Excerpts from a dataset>

++++++++++

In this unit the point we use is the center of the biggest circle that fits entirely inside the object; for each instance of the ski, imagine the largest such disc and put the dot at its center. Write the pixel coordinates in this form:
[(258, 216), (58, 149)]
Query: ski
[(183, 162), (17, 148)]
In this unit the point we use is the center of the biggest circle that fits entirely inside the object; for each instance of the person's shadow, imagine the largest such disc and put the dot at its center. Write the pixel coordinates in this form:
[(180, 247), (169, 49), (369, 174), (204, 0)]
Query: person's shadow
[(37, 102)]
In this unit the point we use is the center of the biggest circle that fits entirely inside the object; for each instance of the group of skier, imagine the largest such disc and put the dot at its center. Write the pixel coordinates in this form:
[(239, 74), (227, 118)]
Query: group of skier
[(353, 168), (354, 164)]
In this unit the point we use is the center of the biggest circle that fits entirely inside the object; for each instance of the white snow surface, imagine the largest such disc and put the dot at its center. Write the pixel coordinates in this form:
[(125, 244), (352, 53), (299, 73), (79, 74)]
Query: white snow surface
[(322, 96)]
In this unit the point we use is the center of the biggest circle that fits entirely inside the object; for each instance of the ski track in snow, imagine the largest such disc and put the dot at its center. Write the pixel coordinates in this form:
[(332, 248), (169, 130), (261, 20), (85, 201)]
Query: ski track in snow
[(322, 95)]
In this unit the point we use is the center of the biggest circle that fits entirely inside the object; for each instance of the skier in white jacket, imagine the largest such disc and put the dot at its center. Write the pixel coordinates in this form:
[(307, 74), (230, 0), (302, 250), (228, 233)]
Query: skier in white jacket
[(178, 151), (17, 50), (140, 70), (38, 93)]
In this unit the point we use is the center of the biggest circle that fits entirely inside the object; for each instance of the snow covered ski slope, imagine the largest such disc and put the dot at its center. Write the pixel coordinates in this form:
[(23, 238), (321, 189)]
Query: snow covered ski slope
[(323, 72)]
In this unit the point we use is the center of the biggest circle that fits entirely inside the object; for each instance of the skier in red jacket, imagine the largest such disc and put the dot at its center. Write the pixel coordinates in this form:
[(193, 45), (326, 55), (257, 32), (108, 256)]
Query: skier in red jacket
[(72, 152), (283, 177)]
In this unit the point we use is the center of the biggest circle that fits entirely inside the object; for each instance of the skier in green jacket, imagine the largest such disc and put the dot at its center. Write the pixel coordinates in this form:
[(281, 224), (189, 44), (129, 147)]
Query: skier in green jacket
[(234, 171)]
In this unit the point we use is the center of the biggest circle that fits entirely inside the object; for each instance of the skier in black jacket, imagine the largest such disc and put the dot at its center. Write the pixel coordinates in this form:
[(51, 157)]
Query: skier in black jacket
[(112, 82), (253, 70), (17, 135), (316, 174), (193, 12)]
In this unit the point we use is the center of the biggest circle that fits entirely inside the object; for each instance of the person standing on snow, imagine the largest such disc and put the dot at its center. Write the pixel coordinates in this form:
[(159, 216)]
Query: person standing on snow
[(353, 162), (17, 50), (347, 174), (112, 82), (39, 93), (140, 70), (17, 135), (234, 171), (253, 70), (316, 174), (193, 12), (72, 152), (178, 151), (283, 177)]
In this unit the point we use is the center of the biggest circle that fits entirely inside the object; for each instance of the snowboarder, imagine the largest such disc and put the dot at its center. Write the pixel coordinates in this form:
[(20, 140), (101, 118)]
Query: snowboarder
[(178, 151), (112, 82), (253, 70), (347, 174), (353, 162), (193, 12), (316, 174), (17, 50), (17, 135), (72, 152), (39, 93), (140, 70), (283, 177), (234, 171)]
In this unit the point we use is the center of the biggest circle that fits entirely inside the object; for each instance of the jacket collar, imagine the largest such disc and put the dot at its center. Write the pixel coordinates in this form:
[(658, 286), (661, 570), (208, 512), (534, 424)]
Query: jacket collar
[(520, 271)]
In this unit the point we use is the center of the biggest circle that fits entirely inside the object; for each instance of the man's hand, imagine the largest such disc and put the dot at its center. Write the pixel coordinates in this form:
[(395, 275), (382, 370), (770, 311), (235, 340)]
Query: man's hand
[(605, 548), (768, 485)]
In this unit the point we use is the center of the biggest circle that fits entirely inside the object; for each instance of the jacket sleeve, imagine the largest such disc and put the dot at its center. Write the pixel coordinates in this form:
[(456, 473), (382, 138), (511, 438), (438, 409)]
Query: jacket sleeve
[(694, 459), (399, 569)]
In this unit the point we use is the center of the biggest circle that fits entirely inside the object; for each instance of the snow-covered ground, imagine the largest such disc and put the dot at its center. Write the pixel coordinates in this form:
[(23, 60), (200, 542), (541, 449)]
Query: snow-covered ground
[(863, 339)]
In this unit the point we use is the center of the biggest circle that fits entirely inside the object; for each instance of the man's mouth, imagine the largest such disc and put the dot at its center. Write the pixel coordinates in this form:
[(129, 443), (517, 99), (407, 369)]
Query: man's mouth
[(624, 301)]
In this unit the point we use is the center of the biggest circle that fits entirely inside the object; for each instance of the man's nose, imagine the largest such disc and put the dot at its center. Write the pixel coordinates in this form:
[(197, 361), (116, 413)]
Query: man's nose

++++++++++

Filter the entries down to the lines with the word "nose" in them, and copy those lines.

In this unit the point we use is the center of the biggest circle that fits entirely inside the object; for each instance of the man's nose, imagine the largest such disc and put the dot at its center. Write the pixel coordinates in this form:
Query: man's nose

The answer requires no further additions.